▸ AIM OF THE EXERCISE
Rewrite the stretch from the line containing "Could you indicate the bush" through the end of the material, changing "bush" to "hedge" and leaving all else untouched. Return only those lines.
--
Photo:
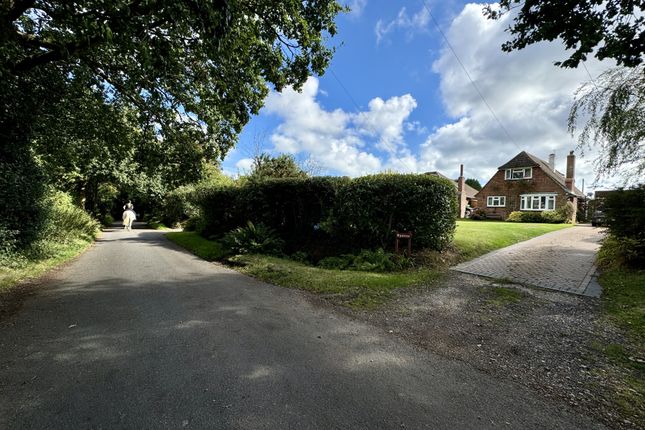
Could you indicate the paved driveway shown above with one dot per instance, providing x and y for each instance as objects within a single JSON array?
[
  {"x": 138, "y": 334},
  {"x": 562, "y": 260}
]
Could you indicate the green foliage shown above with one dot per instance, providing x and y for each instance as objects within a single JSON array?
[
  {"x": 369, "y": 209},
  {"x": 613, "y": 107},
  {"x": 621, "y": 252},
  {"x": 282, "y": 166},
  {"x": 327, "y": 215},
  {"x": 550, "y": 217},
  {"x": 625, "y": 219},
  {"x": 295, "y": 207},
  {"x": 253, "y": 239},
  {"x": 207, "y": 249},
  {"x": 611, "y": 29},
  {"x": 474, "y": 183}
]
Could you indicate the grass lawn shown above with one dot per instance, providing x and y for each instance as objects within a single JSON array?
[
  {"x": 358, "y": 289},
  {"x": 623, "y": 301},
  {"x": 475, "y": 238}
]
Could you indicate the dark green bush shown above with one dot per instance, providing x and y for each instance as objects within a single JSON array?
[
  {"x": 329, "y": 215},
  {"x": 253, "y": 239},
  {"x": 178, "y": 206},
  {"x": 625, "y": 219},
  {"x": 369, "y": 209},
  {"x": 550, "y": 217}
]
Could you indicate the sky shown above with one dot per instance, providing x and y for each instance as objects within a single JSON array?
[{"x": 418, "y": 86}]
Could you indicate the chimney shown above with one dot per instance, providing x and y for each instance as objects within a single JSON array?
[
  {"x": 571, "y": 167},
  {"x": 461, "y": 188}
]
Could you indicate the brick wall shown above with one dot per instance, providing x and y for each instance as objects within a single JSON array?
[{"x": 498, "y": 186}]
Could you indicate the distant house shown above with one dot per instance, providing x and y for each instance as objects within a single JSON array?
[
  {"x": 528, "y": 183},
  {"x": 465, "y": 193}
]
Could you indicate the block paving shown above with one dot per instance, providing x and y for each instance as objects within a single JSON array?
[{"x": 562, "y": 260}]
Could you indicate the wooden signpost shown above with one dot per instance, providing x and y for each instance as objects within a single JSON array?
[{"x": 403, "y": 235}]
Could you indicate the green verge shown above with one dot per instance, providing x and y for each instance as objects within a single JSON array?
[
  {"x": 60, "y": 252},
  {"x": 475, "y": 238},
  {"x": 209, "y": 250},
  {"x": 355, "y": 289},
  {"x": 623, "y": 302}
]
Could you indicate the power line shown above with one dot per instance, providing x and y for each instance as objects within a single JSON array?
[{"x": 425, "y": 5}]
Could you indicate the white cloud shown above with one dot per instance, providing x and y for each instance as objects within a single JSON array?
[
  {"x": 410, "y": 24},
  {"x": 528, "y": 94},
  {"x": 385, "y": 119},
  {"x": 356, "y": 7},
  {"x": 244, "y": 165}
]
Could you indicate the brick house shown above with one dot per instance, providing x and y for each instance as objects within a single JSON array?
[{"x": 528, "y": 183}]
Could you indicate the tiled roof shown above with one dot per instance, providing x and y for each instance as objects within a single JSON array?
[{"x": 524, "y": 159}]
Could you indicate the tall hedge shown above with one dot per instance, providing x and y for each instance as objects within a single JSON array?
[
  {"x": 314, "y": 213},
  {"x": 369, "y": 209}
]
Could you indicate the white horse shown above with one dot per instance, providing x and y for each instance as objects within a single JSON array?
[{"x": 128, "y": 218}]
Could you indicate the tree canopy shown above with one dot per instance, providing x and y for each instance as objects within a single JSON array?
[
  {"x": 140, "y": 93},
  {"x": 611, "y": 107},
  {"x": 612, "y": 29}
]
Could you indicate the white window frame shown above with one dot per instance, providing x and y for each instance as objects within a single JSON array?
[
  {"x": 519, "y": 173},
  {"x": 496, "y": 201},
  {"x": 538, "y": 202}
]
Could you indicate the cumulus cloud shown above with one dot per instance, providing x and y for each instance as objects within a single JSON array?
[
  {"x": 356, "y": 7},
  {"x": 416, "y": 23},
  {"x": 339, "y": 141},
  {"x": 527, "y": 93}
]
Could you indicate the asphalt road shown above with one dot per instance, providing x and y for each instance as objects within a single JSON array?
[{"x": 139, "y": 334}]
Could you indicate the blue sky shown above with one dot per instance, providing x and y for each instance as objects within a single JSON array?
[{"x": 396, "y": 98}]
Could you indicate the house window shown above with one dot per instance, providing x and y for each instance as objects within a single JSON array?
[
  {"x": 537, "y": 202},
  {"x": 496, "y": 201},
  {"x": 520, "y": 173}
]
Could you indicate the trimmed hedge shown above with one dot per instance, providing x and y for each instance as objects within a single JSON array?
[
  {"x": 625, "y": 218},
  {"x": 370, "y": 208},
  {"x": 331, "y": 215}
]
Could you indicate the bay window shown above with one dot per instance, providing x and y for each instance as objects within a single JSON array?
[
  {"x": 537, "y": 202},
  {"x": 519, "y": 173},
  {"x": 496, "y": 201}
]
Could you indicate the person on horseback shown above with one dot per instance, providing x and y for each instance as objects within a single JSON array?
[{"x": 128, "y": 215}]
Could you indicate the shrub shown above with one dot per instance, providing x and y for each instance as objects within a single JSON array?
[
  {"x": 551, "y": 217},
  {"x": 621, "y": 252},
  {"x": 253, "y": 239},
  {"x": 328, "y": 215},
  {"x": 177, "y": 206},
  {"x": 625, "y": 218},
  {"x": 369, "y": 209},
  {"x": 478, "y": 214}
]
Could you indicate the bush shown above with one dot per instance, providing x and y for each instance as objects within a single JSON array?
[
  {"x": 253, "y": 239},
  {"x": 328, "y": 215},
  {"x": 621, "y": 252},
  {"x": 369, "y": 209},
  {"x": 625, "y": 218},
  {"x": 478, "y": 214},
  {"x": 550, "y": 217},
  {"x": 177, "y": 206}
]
--
▸ FULL OUTPUT
Could you indicate the hedge shown above with one dot per instance, providing x and y for each instance as objects within a single JSON array?
[
  {"x": 253, "y": 239},
  {"x": 328, "y": 215},
  {"x": 621, "y": 252},
  {"x": 369, "y": 209},
  {"x": 625, "y": 218},
  {"x": 478, "y": 214},
  {"x": 550, "y": 217},
  {"x": 177, "y": 206}
]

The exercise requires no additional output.